#### ITEMS ####

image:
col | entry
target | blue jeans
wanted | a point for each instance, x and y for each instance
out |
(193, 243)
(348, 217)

####
#### ITEMS ####

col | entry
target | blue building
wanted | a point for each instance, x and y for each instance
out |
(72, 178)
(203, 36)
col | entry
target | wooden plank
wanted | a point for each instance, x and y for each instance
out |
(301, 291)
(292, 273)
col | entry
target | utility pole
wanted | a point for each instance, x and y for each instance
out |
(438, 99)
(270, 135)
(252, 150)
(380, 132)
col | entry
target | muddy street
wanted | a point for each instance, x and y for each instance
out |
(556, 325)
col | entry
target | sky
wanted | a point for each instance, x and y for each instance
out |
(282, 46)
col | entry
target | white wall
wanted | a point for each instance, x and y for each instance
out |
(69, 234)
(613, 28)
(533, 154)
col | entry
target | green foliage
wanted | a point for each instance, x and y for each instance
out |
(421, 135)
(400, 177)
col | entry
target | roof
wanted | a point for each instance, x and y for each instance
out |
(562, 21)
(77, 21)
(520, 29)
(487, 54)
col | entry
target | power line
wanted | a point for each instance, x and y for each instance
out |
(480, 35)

####
#### ITEMS ####

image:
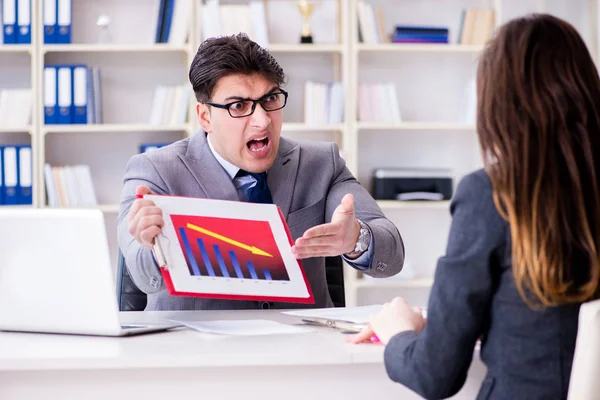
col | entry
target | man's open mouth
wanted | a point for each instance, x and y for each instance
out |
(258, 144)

####

■ **GIVEN REQUEST**
Report each line of the data that contains the string "target", reproducing every such line in full.

■ **COMPLETE RESPONSE**
target | blue jeans
target | blue building
target | wooden plank
target | utility pole
target | muddy street
target | sky
target | white wall
target | green foliage
target | roof
target | power line
target | man's open mouth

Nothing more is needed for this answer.